Сегодня эти выцветшие, обветшавшие, траченные молью знамена уже ни от кого не в силах заслонить то, что полвека спустя у нас стали именовать командно-административной системой, или сталинскими деформациями социализма, или еще как-нибудь. Но тогда алый цвет этих знамен еще сохранял такую огромную власть над мечущейся в поисках истины душой поэта, что в какие-то минуты он готов был счесть эту открывшуюся ему истину ложью, отвернуться от нее, объявить доставшееся ему знание заблуждением, а увиденный им с такой ослепительной ясностью мир – вывернутым наизнанку:
Я все на свете видел наизнанку
И путался в московских тупиках.
А между тем стояло на Лубянке
Готическое здание чека.
Оно стояло и на мир смотрело,
Храня свои суровые черты.
О, сколько в нем подписано расстрелов
Во имя человеческой мечты… [6]
Это стихотворение датировано 1945 годом. Следовательно, оно было написано спустя всего лишь какой-нибудь год (а может, и того меньше) после тех стихов, в которых он с маниакальным упорством твердил о своем потаенном, с трудом подавляемом желании «поднять восстание».
Что же случилось с ним за этот год? Что побудило его, говоря уже привычным нам теперь языком Джорджа Оруэлла, «полюбить Большого Брата»?
Конечно, это стремление «полюбить Большого Брата» отчасти присутствует и в стихотворении о знаменах. Нет, «полюбить» его там он даже и не пытается. Пытается лишь смирить, заглушить свое омерзение:
Противный, как слизь, подбирается к горлу.
А мне его трогать нельзя: знамена!
А тут – уже прямое объяснение в любви:
И в наших днях, лавирующих, веских,
Петляющих, – где вера нелегка,
Оно осталось полюсом советским —
Готическое здание чека.
И если с ног прошедшего останки
Меня сшибут, – то на одних руках
Я приползу на красную Лубянку
И отыщу там здание чека.

Извлеченные сведения:
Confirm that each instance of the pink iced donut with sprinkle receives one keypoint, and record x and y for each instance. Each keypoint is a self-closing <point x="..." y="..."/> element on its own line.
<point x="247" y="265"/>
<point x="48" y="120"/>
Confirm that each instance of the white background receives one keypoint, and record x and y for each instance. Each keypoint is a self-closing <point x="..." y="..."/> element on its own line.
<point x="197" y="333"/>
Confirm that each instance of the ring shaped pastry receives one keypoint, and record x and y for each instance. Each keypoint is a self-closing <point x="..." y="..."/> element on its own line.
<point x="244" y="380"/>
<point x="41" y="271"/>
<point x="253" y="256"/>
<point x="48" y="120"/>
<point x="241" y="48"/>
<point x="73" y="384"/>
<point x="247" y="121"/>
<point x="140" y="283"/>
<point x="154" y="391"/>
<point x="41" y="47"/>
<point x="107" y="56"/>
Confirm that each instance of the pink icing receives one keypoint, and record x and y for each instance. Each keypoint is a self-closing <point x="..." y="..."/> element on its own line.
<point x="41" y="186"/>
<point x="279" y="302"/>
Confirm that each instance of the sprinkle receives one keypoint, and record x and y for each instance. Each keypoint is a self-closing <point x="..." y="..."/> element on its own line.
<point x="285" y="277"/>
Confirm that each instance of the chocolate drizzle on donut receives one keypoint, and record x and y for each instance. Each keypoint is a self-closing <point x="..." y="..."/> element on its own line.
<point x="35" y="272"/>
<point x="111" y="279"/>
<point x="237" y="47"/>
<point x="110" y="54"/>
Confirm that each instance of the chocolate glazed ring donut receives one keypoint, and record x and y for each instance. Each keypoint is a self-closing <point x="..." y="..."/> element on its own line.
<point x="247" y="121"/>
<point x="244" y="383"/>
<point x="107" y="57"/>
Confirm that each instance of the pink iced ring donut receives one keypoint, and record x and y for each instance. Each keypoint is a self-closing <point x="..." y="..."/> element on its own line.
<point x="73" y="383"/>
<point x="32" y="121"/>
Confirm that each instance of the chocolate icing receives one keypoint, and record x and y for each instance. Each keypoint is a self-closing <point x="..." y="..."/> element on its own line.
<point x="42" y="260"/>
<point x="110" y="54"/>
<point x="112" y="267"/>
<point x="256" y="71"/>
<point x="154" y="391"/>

Что нужно сделать:
[1] Каким годом датировано стихотворение о здании чека на Лубянке, согласно тексту о поэте и знаменах?
[2] Перепишите из текста о поэте и знаменах фрагмент между словами «А тут – уже» и «там здание чека.» включительно.
Позиции взяты из другого источника и с текстом не связаны.

Итоговые результаты:
[1] 1945 годом.

[2]
А тут – уже прямое объяснение в любви:
И в наших днях, лавирующих, веских,
Петляющих, – где вера нелегка,
Оно осталось полюсом советским —
Готическое здание чека.
И если с ног прошедшего останки
Меня сшибут, – то на одних руках
Я приползу на красную Лубянку
И отыщу там здание чека.